Data for this task –

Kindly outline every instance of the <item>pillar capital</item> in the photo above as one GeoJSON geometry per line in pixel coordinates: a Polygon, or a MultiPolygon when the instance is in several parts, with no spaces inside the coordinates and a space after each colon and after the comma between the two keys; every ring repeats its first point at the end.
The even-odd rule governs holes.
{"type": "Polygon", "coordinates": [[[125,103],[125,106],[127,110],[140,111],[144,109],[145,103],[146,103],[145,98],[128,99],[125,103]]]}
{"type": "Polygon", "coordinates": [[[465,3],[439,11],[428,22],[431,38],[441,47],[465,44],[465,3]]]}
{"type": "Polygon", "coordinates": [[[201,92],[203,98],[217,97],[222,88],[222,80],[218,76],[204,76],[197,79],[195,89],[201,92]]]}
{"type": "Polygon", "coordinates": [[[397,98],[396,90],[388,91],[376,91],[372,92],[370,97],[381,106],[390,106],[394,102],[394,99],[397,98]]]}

The task – Repeat all of the rows above verbatim, with every character unchanged.

Task output –
Kindly outline every instance of the <item>pillar capital</item> in the photo above as one GeoJSON geometry per line in pixel coordinates: a Polygon, or a MultiPolygon when the instance is in several parts, with no spaces inside the coordinates and a space after each colon and after the comma between the two keys; every ring repeats its first point at the end.
The even-odd rule governs holes.
{"type": "Polygon", "coordinates": [[[125,103],[125,106],[127,110],[140,111],[144,109],[145,103],[146,103],[145,98],[128,99],[125,103]]]}
{"type": "Polygon", "coordinates": [[[465,3],[439,11],[428,22],[431,38],[441,47],[465,44],[465,3]]]}
{"type": "Polygon", "coordinates": [[[201,92],[203,98],[217,97],[222,88],[222,80],[218,76],[204,76],[197,79],[195,89],[201,92]]]}
{"type": "Polygon", "coordinates": [[[397,98],[396,90],[388,91],[376,91],[372,92],[370,97],[381,106],[390,106],[394,102],[394,99],[397,98]]]}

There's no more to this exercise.